Of all the lines below, output only those starting at the one with "the cat's ear." and ending at the one with "the tabby cat.", both ends included, exactly as written.

[[ ENTRIES SUPPLIED, beginning ]]

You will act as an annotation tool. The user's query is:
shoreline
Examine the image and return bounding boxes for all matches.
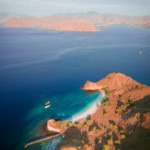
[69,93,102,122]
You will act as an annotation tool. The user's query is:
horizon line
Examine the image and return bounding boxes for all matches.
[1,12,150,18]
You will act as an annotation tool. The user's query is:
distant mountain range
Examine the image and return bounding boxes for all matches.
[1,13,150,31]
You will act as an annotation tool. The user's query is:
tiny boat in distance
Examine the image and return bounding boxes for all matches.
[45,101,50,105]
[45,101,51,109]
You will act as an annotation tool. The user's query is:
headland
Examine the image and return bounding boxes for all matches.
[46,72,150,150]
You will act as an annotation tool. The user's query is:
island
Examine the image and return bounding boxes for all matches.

[[ ENTRIES SUPPLIED, end ]]
[[ ENTRIES SUPPLIED, beginning ]]

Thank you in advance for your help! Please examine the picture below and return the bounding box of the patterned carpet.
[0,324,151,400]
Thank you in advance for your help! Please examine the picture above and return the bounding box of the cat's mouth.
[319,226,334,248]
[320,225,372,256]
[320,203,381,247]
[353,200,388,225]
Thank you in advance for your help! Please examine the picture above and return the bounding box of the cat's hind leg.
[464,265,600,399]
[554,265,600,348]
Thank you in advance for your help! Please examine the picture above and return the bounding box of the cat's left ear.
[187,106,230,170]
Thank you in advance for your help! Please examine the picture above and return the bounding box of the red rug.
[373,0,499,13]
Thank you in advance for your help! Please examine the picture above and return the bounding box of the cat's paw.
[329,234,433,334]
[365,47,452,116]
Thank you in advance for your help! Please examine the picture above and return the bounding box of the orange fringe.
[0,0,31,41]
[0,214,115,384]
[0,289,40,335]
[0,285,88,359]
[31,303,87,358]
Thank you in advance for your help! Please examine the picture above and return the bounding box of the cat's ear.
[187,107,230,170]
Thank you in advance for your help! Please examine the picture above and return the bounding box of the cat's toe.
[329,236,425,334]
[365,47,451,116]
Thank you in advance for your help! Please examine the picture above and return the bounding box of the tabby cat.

[[ ENTRIES SUPPLIED, end ]]
[[ ENTRIES SUPPLIED, beginning ]]

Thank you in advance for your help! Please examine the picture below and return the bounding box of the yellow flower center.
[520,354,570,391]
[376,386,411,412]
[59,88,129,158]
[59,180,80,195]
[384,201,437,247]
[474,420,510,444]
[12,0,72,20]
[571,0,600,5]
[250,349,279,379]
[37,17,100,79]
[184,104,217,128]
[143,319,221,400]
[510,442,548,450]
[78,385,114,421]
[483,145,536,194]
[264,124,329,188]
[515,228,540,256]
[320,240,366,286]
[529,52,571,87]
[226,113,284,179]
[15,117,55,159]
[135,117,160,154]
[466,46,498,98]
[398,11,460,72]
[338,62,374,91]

[[ ENTRIES SUPPLIED, end ]]

= ANSWER TO THE EXERCISE =
Thank you in advance for your help! Please examine the picture above and return the bounding box of the cat's ear.
[187,107,230,170]
Thank you in advance for your help! Please examine the picture above and return the bounding box of the cat's toe.
[329,236,425,334]
[365,47,451,116]
Thank you in advance for your help! Please examine the picture above and return the bounding box of the tabby cat.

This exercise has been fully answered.